▸ **PASSAGE**:
^^^^

All trigonometric functions are basically the trigonometric proportions of any given angle. For example, if we take the functions $latex f(x)= \sin(x)$, $latex f(x)=\tan(x)$, etc, we are considering these trigonometric proportions as functions. The domain and range of these trigonometric functions will depend on the nature of their corresponding trigonometric proportions.

Here, we will learn about the domain and range of fundamental trigonometric functions such as sine, cosine, and tangent. Also, we will look at the domain and range of the cosecant, secant, and tangent functions.

## Domain and range of trigonometric functions (sin, cos, tan)

^^^^

▸ **REQUIRED WORK**: Write out the full text on domain and range of trigonometric functions word for word. The listing has no connection to the text on domain and range of trigonometric functions.

▸ **PROVIDED DATA**:
^^^^

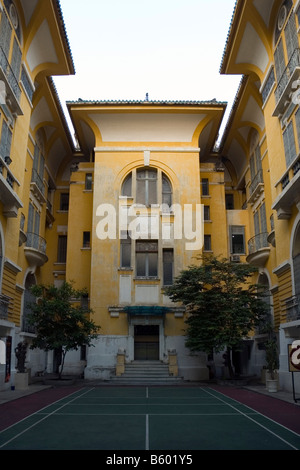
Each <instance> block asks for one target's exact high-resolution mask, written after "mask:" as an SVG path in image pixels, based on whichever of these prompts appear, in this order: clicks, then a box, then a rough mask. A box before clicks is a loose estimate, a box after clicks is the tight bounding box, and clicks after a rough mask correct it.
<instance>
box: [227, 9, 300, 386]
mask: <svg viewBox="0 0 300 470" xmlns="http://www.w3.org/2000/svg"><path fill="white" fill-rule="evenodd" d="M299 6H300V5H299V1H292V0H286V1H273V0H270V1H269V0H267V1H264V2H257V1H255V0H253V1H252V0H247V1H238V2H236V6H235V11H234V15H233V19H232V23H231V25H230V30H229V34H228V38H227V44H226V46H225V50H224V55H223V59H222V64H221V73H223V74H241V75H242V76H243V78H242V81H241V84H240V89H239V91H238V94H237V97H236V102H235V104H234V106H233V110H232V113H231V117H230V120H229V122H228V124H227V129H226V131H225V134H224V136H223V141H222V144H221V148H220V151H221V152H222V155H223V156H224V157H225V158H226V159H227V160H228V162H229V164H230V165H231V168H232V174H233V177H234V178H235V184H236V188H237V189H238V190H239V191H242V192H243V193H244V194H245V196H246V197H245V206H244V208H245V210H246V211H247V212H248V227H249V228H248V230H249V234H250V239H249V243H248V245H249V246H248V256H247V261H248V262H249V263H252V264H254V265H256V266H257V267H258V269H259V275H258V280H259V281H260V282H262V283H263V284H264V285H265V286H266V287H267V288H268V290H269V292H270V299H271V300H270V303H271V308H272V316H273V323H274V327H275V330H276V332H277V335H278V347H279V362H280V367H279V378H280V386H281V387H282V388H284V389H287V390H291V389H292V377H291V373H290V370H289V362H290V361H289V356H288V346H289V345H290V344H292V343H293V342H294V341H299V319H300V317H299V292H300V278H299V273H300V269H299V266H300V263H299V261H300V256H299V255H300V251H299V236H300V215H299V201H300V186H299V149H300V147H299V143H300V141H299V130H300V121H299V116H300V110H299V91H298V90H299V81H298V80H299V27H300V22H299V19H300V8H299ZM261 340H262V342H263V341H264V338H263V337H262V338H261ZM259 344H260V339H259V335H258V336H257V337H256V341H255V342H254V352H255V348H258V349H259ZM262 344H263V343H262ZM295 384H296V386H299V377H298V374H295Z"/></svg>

^^^^

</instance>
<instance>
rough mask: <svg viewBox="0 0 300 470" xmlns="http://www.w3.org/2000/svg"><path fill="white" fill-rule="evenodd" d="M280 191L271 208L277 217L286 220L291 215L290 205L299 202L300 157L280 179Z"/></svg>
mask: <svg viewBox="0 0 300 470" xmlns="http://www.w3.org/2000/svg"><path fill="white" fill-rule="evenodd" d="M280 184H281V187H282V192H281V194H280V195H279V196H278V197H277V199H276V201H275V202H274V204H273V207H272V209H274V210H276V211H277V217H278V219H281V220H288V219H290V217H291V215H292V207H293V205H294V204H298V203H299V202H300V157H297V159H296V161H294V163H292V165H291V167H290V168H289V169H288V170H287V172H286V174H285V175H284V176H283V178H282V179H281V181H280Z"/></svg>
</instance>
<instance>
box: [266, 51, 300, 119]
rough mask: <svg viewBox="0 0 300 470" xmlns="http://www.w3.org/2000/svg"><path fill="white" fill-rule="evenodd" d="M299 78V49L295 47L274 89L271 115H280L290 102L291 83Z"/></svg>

^^^^

▸ **TASK ANSWER**:
All trigonometric functions are basically the trigonometric proportions of any given angle. For example, if we take the functions $latex f(x)= \sin(x)$, $latex f(x)=\tan(x)$, etc, we are considering these trigonometric proportions as functions. The domain and range of these trigonometric functions will depend on the nature of their corresponding trigonometric proportions.

Here, we will learn about the domain and range of fundamental trigonometric functions such as sine, cosine, and tangent. Also, we will look at the domain and range of the cosecant, secant, and tangent functions.

## Domain and range of trigonometric functions (sin, cos, tan)